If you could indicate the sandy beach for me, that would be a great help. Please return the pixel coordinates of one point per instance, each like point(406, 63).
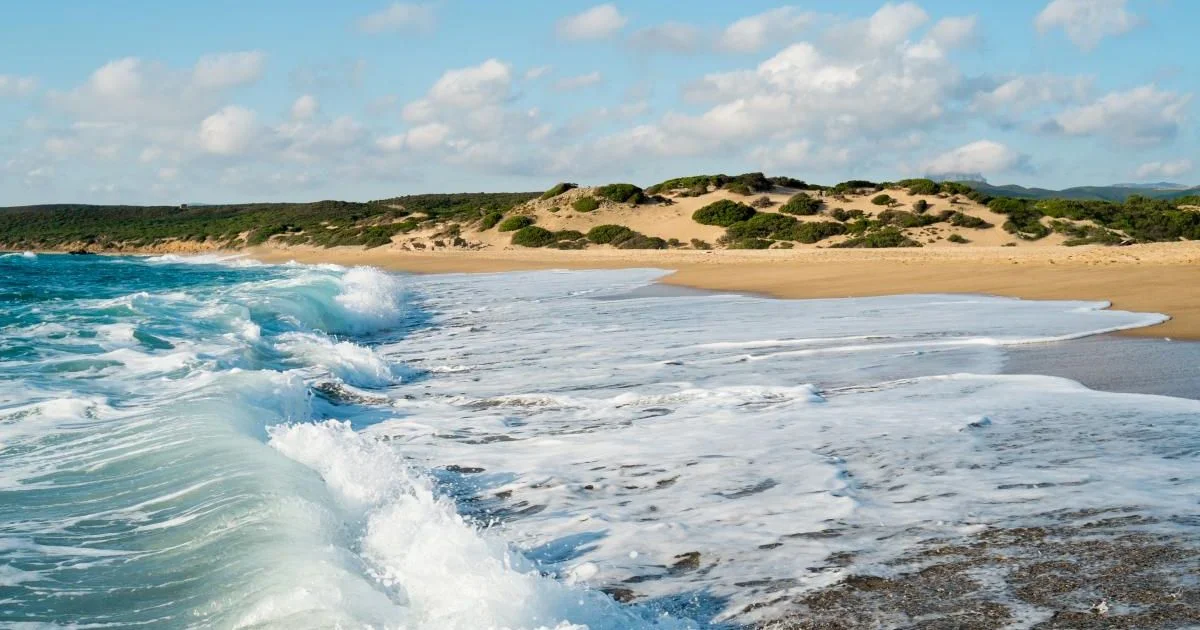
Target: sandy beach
point(1152, 277)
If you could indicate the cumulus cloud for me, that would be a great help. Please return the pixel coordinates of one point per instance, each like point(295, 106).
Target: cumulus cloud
point(579, 82)
point(669, 37)
point(1086, 22)
point(228, 131)
point(399, 17)
point(1143, 115)
point(1164, 169)
point(1024, 94)
point(305, 107)
point(981, 156)
point(13, 85)
point(597, 23)
point(228, 70)
point(757, 31)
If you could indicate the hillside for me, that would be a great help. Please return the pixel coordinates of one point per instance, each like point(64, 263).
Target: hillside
point(1089, 193)
point(748, 211)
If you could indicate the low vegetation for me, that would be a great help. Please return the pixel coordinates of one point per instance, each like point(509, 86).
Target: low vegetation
point(558, 189)
point(723, 214)
point(514, 223)
point(586, 204)
point(802, 204)
point(533, 237)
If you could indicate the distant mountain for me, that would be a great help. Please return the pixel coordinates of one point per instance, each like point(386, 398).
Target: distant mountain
point(1102, 193)
point(1156, 186)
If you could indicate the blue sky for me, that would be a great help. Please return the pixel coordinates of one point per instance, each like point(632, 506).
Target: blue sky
point(223, 101)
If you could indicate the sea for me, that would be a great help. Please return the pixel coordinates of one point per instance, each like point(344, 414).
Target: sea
point(210, 442)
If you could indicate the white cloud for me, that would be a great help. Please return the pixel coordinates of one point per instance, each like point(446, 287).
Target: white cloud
point(1164, 169)
point(597, 23)
point(305, 107)
point(1086, 22)
point(228, 131)
point(13, 85)
point(955, 31)
point(487, 83)
point(579, 82)
point(228, 70)
point(426, 137)
point(670, 37)
point(755, 33)
point(537, 72)
point(981, 156)
point(399, 17)
point(1143, 115)
point(1020, 95)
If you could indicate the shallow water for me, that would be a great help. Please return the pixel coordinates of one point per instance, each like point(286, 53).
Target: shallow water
point(213, 443)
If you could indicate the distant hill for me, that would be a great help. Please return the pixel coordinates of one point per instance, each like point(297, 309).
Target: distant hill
point(1102, 193)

**Required work:** Copy over exactly the lines above from the one with "If you could indicate the distant mountain" to the last, both included, and no others.

**Answer to the exercise:**
If you could indicate the distant mountain for me, that would be a great help. Please return the pixel coordinates of one point per instance, each like point(386, 398).
Target: distant mountain
point(1102, 193)
point(1156, 186)
If you could indicate the blue sky for me, that would be a great help. Please return the pixel coordinates of one point per instance, each like point(632, 506).
Target: blue sky
point(223, 101)
If you could indicate the sea for me, that would be a great help. Please return the pixel coordinates of one point per instance, each like point(344, 414).
Target: sea
point(210, 442)
If you could indicate the white cloud for me, that would be a great help. Please return the pixel coordinates of one point per instance, each like point(446, 287).
Target: white cloud
point(1164, 169)
point(597, 23)
point(305, 107)
point(1086, 22)
point(228, 131)
point(13, 85)
point(955, 31)
point(487, 83)
point(579, 82)
point(228, 70)
point(426, 137)
point(670, 37)
point(755, 33)
point(537, 72)
point(981, 156)
point(399, 17)
point(1143, 115)
point(1020, 95)
If you could indicate the shallow water for me, that would be a great help. Please return the pixel coordinates of one point per instance, each like point(286, 53).
Target: shallow water
point(213, 443)
If you could indicate the distant hill for me, that would be a great help. Please return the pixel coordinates of one point per instance, each like point(297, 309).
Target: distant hill
point(1102, 193)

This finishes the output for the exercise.